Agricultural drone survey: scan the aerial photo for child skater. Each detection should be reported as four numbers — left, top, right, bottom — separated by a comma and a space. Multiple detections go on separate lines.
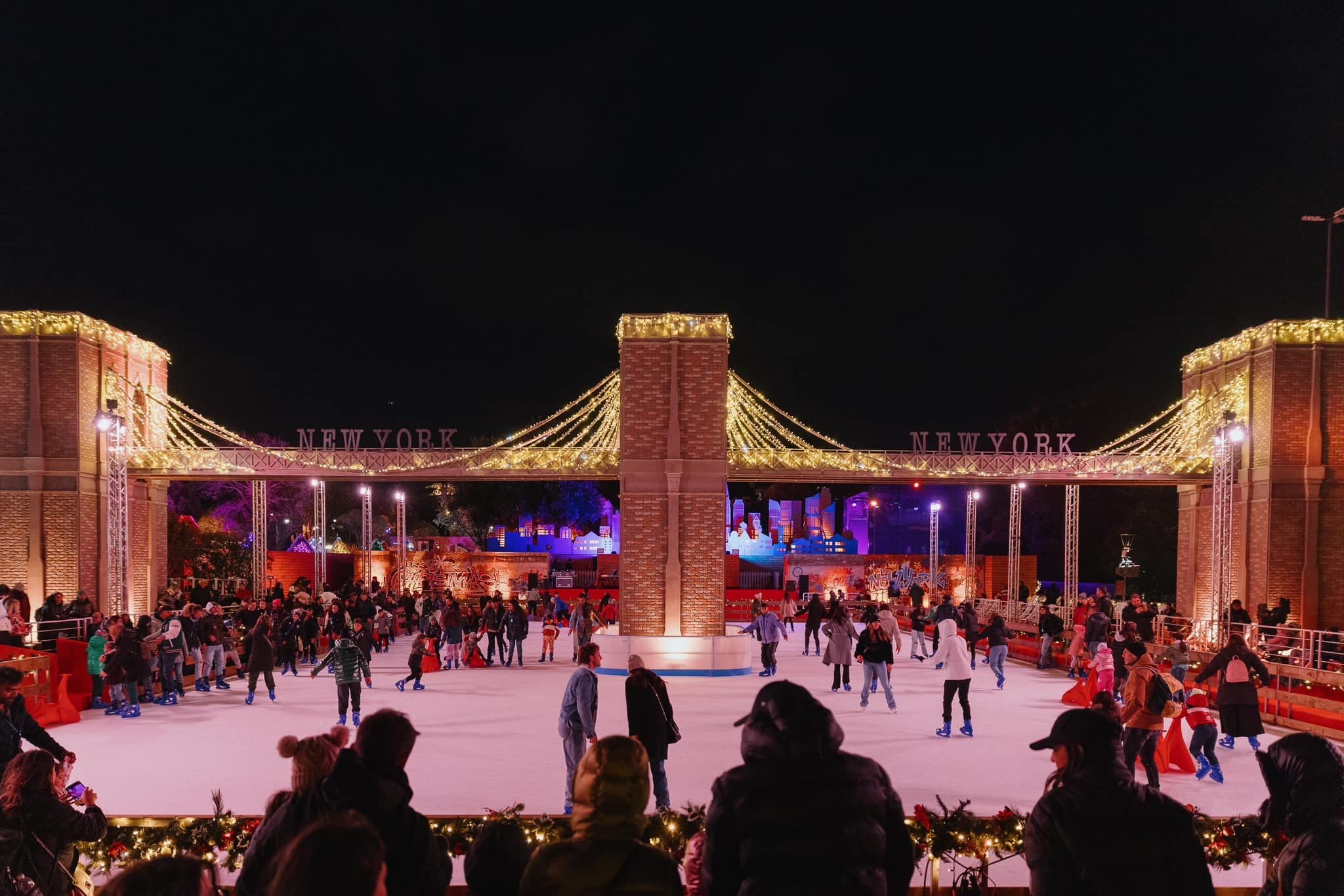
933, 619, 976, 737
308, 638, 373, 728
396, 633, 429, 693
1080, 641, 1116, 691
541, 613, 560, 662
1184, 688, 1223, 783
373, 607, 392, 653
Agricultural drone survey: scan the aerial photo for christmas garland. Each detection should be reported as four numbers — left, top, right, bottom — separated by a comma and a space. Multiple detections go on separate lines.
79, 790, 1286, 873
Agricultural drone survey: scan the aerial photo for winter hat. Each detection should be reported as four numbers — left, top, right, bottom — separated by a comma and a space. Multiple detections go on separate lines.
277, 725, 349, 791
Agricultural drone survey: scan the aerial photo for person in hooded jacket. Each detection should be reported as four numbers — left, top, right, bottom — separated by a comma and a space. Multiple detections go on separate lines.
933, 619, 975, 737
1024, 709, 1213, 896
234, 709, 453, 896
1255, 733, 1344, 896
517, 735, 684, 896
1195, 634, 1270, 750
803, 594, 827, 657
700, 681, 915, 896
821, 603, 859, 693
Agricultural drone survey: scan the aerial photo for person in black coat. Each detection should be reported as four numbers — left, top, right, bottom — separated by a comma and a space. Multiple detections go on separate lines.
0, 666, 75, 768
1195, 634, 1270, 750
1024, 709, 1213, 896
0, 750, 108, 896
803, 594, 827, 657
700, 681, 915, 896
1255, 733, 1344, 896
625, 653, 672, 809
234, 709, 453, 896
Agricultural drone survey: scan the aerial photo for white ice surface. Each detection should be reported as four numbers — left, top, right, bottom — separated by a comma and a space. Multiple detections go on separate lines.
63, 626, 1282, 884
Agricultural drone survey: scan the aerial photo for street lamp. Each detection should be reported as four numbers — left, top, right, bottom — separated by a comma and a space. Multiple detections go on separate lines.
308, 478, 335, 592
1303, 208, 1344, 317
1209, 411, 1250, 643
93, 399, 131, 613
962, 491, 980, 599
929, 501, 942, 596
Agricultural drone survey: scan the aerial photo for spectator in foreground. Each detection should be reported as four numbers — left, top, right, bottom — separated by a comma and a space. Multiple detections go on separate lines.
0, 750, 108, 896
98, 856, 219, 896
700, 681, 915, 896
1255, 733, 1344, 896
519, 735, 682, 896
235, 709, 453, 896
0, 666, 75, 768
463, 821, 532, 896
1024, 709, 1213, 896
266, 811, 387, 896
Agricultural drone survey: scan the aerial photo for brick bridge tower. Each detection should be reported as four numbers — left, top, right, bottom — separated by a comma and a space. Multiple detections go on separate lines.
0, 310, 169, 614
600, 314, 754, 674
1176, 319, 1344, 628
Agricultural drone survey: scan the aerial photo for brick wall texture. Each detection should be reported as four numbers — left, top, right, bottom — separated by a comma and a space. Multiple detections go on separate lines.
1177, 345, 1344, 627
========
Problem – Print the records without change, starting with the line that contains "Agricultural drone survey: scan the aerial photo for white" and continuing through the end of the records. Reproduce only those lines.

Result for this task –
Agricultural drone survey: scan the aerial photo for white ice surface. Each detection should be reported as four numbers — left, top, right, bottom — separated by a comma and a space. Multiple detections go on separate lines.
63, 626, 1282, 884
Agricultural drone survey: scan the aerial photo for street lamp. Each detection should be reported as four numbers — left, top, right, bottom — separated by a comma and a space. Multiple detections go on separate lines.
308, 478, 335, 592
1303, 208, 1344, 317
1209, 411, 1250, 643
93, 399, 131, 613
962, 491, 980, 599
929, 501, 942, 596
Agricultural drone survey: scan the aerial photo for spectator in foreground. Each detection should be reported as four numbers — left, top, right, bottom — separated by a comma and a space. Multiple detections go on separate lines.
0, 750, 108, 896
98, 856, 219, 896
700, 681, 915, 896
1255, 733, 1344, 896
519, 735, 682, 896
235, 709, 453, 896
0, 666, 75, 768
463, 821, 532, 896
1024, 709, 1213, 896
266, 811, 387, 896
Agricultural drone survey: scan the aerial photo for brick bridge tower. Each detection should be reported as four numbers — left, top, right, bottom — separated by a comma and a space. Multiple detections go on separate lines.
0, 310, 169, 614
600, 314, 754, 674
1176, 319, 1344, 628
Agricultural drone survey: scan the aerial photo for brick wall texture. Each detection should be reported as four numbers — left, top, right, bottom — separated by a comma and a space. Multiple detections go on separate lines.
1177, 345, 1344, 627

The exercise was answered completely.